Input rows —
● ● ● ●

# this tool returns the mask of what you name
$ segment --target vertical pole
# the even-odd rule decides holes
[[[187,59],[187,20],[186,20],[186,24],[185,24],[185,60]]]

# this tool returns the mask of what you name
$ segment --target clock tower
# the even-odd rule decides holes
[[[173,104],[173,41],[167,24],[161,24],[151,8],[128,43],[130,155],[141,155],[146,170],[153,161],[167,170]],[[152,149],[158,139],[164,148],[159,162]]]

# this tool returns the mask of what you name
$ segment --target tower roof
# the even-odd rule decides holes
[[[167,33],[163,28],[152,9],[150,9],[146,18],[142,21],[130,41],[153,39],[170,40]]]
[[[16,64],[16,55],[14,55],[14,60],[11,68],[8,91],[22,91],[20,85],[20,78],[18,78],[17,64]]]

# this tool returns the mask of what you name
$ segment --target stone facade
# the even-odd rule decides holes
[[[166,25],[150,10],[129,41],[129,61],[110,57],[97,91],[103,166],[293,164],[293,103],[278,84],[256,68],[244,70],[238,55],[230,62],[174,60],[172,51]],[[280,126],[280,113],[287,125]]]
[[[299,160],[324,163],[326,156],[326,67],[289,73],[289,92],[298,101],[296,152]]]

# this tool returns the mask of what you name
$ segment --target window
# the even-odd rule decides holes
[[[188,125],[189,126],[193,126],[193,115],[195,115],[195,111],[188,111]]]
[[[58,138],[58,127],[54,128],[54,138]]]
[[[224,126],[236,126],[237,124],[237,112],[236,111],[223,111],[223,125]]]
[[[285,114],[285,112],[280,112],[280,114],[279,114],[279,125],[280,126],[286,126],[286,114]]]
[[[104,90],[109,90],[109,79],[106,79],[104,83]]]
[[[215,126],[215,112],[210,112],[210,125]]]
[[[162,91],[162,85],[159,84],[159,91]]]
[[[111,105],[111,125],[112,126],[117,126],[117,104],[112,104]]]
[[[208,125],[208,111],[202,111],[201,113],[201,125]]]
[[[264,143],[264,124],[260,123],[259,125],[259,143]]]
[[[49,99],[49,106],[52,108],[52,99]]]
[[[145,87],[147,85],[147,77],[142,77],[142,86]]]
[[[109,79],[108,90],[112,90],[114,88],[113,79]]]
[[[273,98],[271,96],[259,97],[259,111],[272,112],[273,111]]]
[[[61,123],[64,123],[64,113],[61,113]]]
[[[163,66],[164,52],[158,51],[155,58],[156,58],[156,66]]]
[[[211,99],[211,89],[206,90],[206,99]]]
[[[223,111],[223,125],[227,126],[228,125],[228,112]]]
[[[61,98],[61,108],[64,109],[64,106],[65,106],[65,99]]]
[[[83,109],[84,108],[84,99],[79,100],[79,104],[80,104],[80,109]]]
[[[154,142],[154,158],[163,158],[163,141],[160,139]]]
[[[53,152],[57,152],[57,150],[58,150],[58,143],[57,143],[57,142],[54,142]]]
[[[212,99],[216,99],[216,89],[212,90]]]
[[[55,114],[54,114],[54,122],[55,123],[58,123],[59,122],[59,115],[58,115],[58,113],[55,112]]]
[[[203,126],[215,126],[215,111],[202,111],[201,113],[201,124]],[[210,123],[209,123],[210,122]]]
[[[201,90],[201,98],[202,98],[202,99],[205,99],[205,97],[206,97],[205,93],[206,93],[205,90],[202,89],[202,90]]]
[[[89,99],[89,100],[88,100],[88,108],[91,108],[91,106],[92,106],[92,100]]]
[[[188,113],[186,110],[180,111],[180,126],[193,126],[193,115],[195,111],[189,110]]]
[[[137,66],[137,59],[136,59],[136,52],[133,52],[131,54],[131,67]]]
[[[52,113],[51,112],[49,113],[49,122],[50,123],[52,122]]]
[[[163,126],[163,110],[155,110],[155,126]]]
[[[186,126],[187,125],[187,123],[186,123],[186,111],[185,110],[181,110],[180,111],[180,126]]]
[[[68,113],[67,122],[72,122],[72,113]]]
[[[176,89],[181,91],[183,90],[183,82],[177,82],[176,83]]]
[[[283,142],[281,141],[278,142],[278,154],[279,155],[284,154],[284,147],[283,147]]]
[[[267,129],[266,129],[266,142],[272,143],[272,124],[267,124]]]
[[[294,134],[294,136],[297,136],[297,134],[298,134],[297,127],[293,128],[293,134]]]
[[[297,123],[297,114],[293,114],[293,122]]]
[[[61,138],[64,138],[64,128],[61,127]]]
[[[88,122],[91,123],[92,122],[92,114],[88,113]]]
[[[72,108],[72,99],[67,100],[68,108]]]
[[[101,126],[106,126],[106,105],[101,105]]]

● ● ● ●

Challenge — Find every line in the listing above that contains the word "target" with the same upper- and lowercase letters, and copy out each of those lines.

Exercise response —
$ segment --target vertical pole
$ segment --target clock tower
$ segment --target tower roof
$ segment --target stone facade
$ segment --target window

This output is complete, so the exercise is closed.